- SHORT EXERCISE -
Which lines below contain the string "opening", with case taken into account? Return each such line in full.

Records from a point annotation dataset:
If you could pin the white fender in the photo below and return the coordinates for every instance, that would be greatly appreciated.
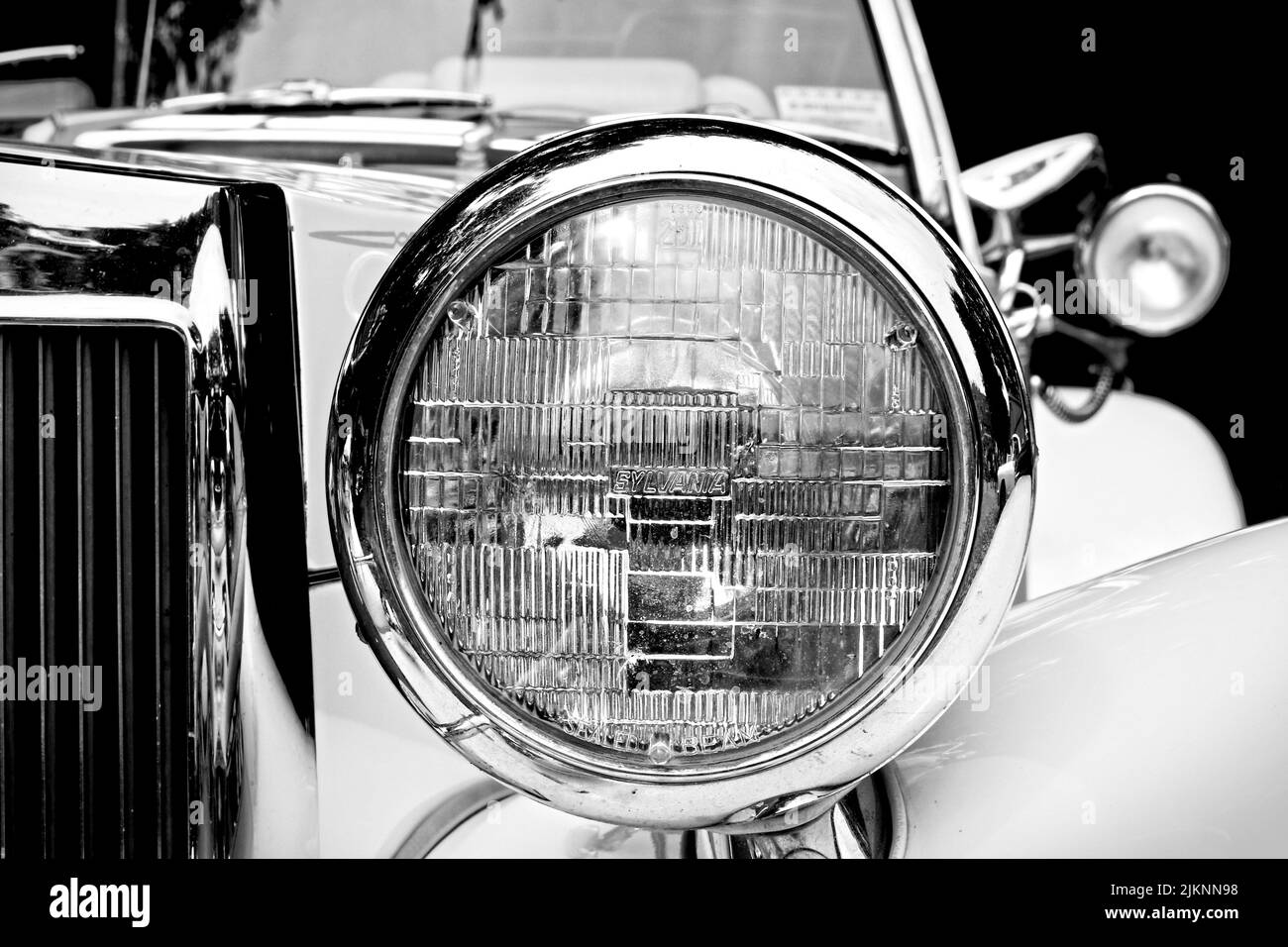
(1136, 715)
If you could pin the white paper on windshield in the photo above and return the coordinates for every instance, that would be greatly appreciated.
(863, 111)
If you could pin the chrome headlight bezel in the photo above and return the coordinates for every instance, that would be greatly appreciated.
(906, 254)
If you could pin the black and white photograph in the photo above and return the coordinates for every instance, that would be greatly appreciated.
(640, 429)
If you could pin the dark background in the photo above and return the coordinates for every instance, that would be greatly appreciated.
(1170, 90)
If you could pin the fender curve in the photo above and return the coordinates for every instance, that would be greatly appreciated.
(1134, 715)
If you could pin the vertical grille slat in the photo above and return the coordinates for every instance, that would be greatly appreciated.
(93, 545)
(44, 549)
(81, 656)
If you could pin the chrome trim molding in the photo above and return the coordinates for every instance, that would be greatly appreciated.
(934, 158)
(170, 252)
(990, 421)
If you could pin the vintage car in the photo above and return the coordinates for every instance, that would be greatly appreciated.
(610, 440)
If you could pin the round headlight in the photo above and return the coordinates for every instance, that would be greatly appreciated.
(668, 455)
(1158, 257)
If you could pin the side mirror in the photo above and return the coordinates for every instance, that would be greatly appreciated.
(1006, 185)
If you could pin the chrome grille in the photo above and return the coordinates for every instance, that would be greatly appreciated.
(93, 575)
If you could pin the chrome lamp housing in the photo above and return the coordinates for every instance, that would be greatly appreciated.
(987, 504)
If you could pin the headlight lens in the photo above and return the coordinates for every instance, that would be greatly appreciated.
(681, 472)
(674, 475)
(1159, 258)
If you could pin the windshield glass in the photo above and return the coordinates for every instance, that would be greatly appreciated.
(774, 59)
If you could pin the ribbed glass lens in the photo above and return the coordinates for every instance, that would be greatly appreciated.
(674, 475)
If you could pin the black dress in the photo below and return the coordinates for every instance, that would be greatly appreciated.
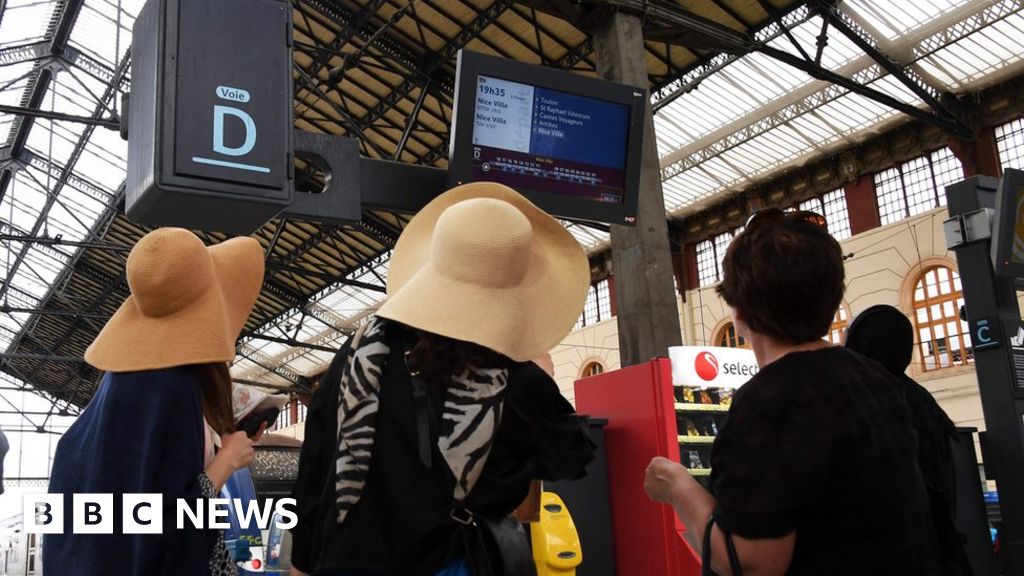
(401, 524)
(820, 443)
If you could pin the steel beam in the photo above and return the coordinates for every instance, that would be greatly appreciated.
(76, 154)
(906, 76)
(109, 123)
(701, 70)
(432, 63)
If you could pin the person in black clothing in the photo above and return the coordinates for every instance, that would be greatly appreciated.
(431, 419)
(813, 472)
(884, 334)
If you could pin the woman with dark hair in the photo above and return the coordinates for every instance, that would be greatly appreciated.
(162, 409)
(886, 335)
(814, 469)
(431, 423)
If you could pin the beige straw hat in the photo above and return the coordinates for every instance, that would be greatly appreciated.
(188, 302)
(481, 263)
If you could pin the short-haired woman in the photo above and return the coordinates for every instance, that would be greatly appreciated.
(814, 470)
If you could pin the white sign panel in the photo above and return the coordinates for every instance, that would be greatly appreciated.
(712, 366)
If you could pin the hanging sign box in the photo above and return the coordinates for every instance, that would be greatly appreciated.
(210, 114)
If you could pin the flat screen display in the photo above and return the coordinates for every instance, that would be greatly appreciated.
(549, 140)
(1008, 236)
(570, 144)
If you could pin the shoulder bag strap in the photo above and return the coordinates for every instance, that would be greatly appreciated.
(421, 399)
(730, 548)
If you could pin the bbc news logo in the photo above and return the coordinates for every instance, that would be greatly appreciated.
(143, 513)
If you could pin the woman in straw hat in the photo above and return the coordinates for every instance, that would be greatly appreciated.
(154, 422)
(432, 420)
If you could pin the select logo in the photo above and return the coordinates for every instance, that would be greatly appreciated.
(707, 366)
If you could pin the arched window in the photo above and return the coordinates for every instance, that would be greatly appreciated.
(840, 323)
(592, 368)
(943, 338)
(727, 337)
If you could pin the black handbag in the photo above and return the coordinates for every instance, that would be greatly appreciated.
(730, 547)
(495, 547)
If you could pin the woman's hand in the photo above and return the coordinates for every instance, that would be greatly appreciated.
(236, 452)
(664, 479)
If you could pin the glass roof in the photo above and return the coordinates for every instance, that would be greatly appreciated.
(758, 115)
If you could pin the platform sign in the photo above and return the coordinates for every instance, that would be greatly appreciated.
(230, 100)
(712, 366)
(210, 114)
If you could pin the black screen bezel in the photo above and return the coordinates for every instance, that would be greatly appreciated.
(1006, 221)
(472, 65)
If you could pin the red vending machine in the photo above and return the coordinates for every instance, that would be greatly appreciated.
(639, 405)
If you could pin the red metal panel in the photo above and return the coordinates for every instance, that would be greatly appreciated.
(638, 404)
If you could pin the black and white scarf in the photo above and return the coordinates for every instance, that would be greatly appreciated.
(472, 412)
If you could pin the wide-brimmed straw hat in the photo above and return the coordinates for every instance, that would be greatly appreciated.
(481, 263)
(188, 302)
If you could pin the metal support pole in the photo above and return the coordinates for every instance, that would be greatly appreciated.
(993, 317)
(648, 317)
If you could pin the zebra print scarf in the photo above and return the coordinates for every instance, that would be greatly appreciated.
(473, 403)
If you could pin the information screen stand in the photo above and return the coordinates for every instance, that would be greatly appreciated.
(994, 321)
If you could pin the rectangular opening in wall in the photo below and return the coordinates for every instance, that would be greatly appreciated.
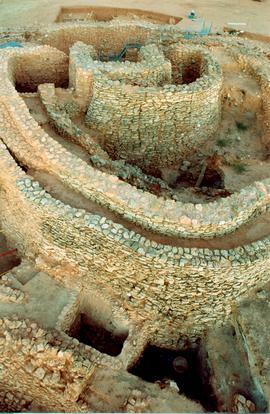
(97, 336)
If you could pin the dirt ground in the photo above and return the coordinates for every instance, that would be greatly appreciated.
(253, 15)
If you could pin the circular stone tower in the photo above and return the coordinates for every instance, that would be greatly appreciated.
(157, 127)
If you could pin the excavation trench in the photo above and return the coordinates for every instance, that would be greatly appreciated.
(184, 368)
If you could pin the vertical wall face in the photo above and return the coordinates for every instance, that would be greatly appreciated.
(30, 70)
(158, 127)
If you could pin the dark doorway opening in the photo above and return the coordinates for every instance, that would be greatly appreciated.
(183, 367)
(94, 334)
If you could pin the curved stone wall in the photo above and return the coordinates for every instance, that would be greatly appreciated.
(33, 147)
(159, 127)
(182, 291)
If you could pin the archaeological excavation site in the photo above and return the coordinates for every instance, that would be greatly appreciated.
(134, 216)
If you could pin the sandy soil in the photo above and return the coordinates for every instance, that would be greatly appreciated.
(222, 12)
(7, 262)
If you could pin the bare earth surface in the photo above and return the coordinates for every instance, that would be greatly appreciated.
(254, 14)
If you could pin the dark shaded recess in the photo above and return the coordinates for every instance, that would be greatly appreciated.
(32, 86)
(191, 73)
(157, 364)
(213, 179)
(18, 162)
(93, 334)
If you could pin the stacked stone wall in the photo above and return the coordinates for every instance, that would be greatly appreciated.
(158, 127)
(39, 151)
(182, 291)
(30, 70)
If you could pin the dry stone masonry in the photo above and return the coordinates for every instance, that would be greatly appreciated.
(134, 263)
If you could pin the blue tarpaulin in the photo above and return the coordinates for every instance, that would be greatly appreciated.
(10, 44)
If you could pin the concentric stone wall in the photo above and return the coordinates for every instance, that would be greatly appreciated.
(158, 127)
(182, 291)
(38, 150)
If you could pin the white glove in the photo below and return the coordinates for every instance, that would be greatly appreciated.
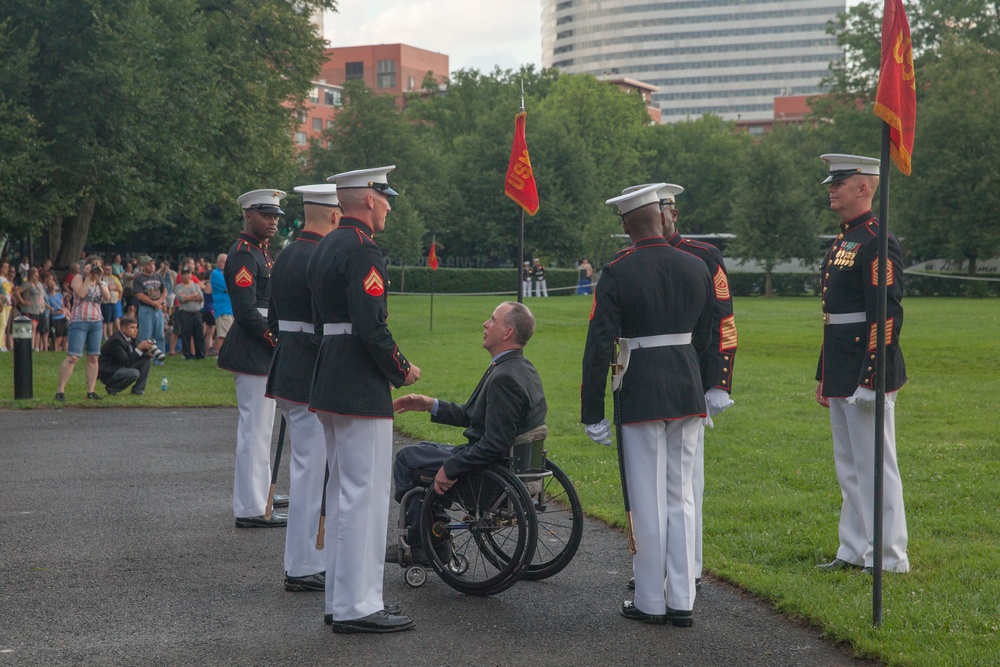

- THE COMPLETED TASK -
If you could pin the rectangular opening in wall in the photo below and return the coordinates for every instance, that would be greatly appreciated.
If you could pin the dark doorway opening in the photo above and return the coordinates for every instance, that would be greatly appreciated.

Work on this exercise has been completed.